Task requirements => From the line that includes "distant tent canopy" to the closing line of the data, please transcribe every line exactly and add nothing.

Records for the task =>
━━━━━━

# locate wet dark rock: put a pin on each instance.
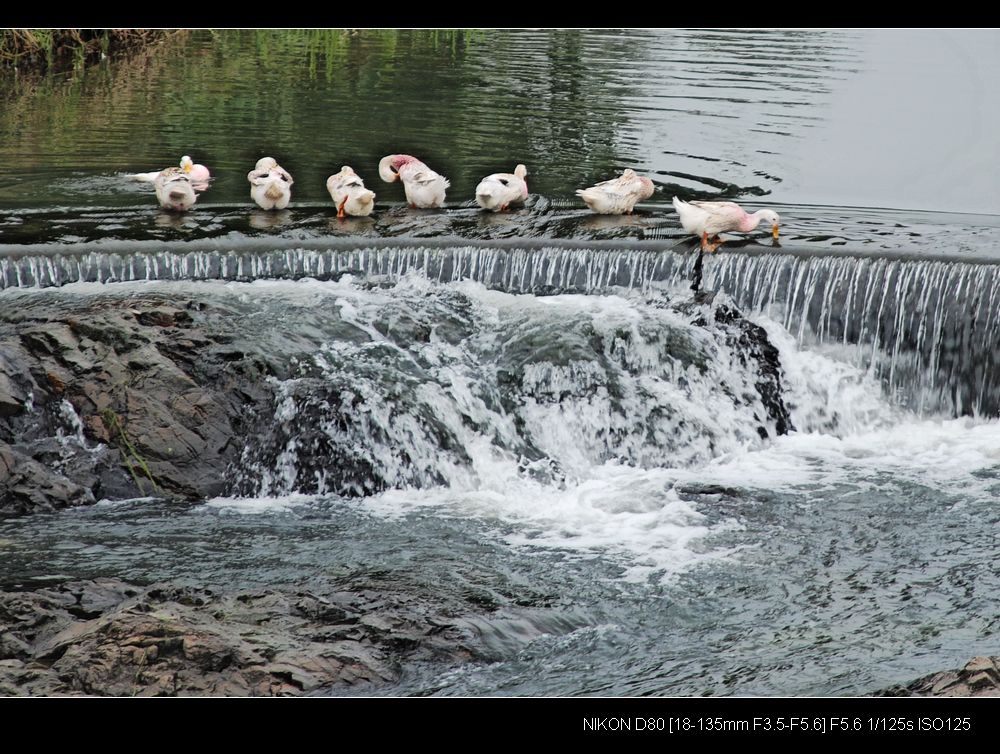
(110, 638)
(126, 401)
(27, 486)
(122, 396)
(979, 677)
(752, 346)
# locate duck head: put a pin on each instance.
(770, 216)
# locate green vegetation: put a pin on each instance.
(47, 49)
(130, 454)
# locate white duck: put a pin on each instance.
(174, 190)
(709, 219)
(270, 184)
(617, 196)
(198, 174)
(349, 193)
(500, 190)
(424, 188)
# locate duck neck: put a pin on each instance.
(750, 222)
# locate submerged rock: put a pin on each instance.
(980, 676)
(106, 637)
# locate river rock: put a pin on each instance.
(109, 638)
(980, 676)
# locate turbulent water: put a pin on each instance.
(535, 411)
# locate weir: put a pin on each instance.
(928, 327)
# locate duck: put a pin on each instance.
(349, 193)
(424, 188)
(174, 190)
(270, 184)
(619, 195)
(498, 191)
(198, 174)
(709, 219)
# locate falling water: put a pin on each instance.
(926, 327)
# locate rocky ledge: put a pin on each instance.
(980, 676)
(133, 392)
(109, 638)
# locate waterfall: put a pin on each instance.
(927, 328)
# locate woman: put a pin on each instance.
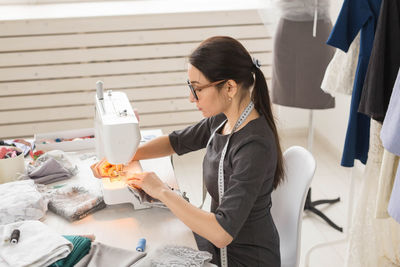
(221, 75)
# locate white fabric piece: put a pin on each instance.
(19, 201)
(386, 181)
(372, 242)
(38, 245)
(341, 71)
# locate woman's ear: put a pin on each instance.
(231, 87)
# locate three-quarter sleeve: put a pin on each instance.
(194, 137)
(253, 168)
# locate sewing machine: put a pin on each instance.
(117, 139)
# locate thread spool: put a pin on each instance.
(14, 236)
(141, 245)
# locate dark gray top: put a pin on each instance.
(249, 168)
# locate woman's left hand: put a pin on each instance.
(149, 182)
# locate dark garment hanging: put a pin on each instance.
(384, 62)
(354, 16)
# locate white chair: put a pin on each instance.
(288, 202)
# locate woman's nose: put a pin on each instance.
(192, 99)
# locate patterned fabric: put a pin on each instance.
(180, 256)
(19, 201)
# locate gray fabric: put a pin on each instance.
(302, 10)
(249, 168)
(101, 255)
(180, 257)
(299, 64)
(48, 172)
(51, 167)
(73, 202)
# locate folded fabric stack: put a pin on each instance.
(101, 255)
(50, 167)
(81, 247)
(38, 245)
(73, 202)
(21, 200)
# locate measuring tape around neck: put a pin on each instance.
(242, 118)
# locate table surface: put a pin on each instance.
(120, 225)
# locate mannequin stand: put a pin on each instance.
(311, 205)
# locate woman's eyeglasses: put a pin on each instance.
(193, 90)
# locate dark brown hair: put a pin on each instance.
(224, 58)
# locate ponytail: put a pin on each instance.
(262, 104)
(237, 64)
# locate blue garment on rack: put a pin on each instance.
(354, 16)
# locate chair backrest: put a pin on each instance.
(288, 202)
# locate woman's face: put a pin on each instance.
(211, 101)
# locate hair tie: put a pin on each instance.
(256, 63)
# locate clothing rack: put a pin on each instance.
(349, 207)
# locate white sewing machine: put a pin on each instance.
(117, 139)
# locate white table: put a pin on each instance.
(120, 225)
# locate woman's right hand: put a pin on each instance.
(96, 168)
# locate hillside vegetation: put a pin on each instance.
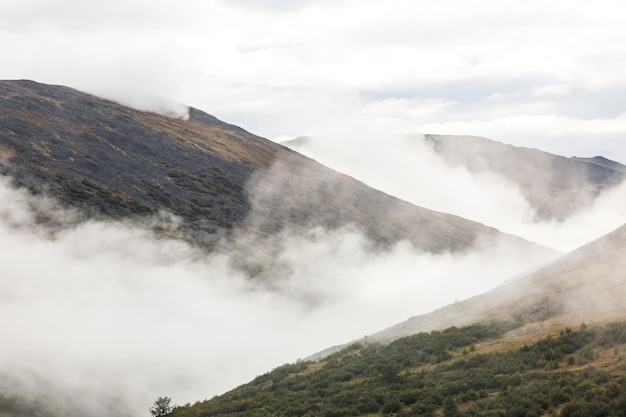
(456, 372)
(107, 161)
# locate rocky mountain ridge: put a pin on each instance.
(110, 161)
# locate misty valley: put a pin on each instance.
(171, 264)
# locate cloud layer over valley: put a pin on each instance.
(407, 167)
(102, 314)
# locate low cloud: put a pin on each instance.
(406, 167)
(103, 317)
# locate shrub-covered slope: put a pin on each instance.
(555, 186)
(456, 372)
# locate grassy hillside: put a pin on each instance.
(555, 186)
(112, 162)
(455, 372)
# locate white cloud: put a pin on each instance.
(109, 311)
(250, 65)
(552, 90)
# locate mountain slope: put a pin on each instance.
(456, 372)
(110, 161)
(555, 186)
(587, 284)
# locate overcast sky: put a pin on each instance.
(546, 74)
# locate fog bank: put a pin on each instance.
(405, 166)
(104, 317)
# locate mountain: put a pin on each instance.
(459, 372)
(548, 343)
(113, 162)
(555, 186)
(585, 285)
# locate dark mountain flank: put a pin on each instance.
(555, 186)
(113, 162)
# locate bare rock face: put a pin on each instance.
(113, 162)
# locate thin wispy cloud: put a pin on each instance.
(276, 68)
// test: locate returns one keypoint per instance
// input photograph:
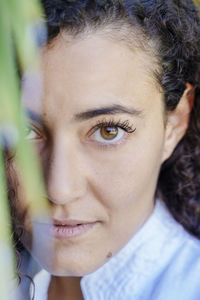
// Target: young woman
(116, 125)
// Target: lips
(65, 229)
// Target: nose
(65, 179)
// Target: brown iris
(109, 132)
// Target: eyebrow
(89, 114)
(110, 110)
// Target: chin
(72, 268)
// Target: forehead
(90, 72)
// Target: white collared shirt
(160, 262)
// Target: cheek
(127, 173)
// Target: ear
(177, 122)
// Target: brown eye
(109, 133)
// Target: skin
(111, 182)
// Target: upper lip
(71, 222)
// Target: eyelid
(125, 126)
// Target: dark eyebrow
(110, 110)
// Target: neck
(65, 288)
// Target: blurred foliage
(18, 50)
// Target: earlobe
(177, 122)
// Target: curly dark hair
(174, 28)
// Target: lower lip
(66, 231)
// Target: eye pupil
(109, 133)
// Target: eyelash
(124, 125)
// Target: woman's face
(98, 126)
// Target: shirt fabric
(160, 262)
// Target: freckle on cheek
(109, 255)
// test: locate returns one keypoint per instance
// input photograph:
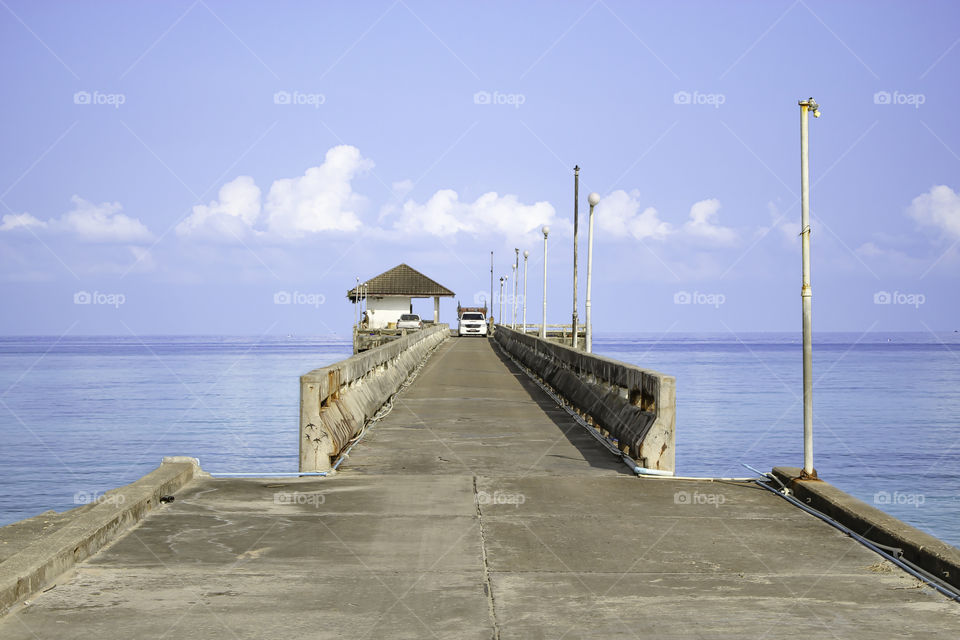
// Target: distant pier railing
(634, 406)
(336, 401)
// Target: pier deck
(479, 509)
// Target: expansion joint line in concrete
(487, 583)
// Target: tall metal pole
(501, 300)
(543, 327)
(516, 273)
(593, 199)
(576, 243)
(526, 254)
(490, 295)
(806, 294)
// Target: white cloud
(701, 224)
(444, 215)
(320, 200)
(402, 187)
(228, 218)
(87, 221)
(619, 214)
(20, 221)
(101, 223)
(938, 208)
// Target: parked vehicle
(410, 321)
(472, 323)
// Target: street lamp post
(593, 199)
(806, 294)
(526, 254)
(543, 326)
(489, 296)
(500, 298)
(576, 243)
(516, 272)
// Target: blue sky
(183, 162)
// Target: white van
(472, 323)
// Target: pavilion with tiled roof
(389, 295)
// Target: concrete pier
(479, 509)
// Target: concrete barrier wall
(336, 401)
(636, 406)
(37, 563)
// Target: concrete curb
(922, 549)
(39, 564)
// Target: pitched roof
(403, 280)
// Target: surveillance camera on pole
(526, 254)
(806, 293)
(543, 326)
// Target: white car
(410, 321)
(472, 323)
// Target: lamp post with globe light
(593, 199)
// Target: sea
(82, 415)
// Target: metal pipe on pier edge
(806, 293)
(516, 273)
(593, 199)
(576, 217)
(543, 326)
(526, 254)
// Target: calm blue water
(86, 414)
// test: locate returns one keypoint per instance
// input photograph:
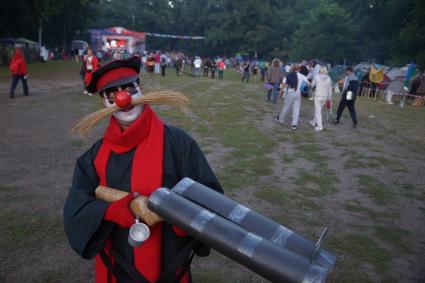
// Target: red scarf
(147, 135)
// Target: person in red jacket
(91, 64)
(18, 68)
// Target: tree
(326, 33)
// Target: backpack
(304, 89)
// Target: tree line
(384, 31)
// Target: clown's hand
(119, 211)
(138, 205)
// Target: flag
(411, 72)
(376, 75)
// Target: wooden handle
(139, 206)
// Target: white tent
(395, 73)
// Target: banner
(175, 36)
(376, 75)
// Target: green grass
(380, 193)
(273, 195)
(28, 231)
(363, 249)
(395, 236)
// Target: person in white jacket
(323, 85)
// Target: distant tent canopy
(19, 42)
(118, 39)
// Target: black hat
(115, 73)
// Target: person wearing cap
(18, 68)
(348, 97)
(138, 153)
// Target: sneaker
(277, 120)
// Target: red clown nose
(123, 99)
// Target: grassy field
(365, 184)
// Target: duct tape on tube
(249, 243)
(183, 185)
(199, 222)
(238, 213)
(281, 235)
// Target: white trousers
(292, 99)
(319, 102)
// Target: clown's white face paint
(127, 117)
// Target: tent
(117, 39)
(362, 68)
(396, 73)
(337, 72)
(318, 61)
(395, 86)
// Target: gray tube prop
(253, 222)
(258, 254)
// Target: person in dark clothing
(348, 97)
(304, 69)
(213, 68)
(18, 68)
(246, 71)
(163, 64)
(207, 65)
(138, 154)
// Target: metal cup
(139, 232)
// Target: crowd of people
(289, 81)
(294, 81)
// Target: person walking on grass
(348, 97)
(18, 68)
(246, 69)
(90, 64)
(294, 80)
(221, 68)
(274, 77)
(323, 85)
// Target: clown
(138, 154)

━━━━━━

Exercise solution =>
// Target: distant tent canopy
(19, 42)
(118, 39)
// Target: black hat
(115, 73)
// Target: person wearing cap
(18, 68)
(348, 97)
(138, 153)
// Target: sneaker
(277, 120)
// Target: red clown nose
(123, 99)
// Target: grassy field
(365, 184)
// Target: duct tape on tube
(249, 243)
(183, 185)
(199, 222)
(238, 213)
(281, 235)
// Target: white trousers
(292, 99)
(319, 102)
// Target: clown's white face paint
(127, 117)
// Target: tent
(117, 39)
(362, 68)
(396, 73)
(337, 72)
(318, 61)
(395, 86)
// Target: gray tube prop
(253, 222)
(258, 254)
// Target: person in dark clothing
(348, 97)
(304, 69)
(213, 68)
(18, 68)
(246, 71)
(163, 64)
(207, 65)
(138, 154)
// Target: metal cup
(139, 232)
// Target: crowd of people
(289, 81)
(294, 81)
// Target: person walking on grass
(348, 97)
(18, 68)
(246, 69)
(90, 64)
(294, 80)
(221, 68)
(274, 77)
(323, 85)
// Target: clown
(138, 154)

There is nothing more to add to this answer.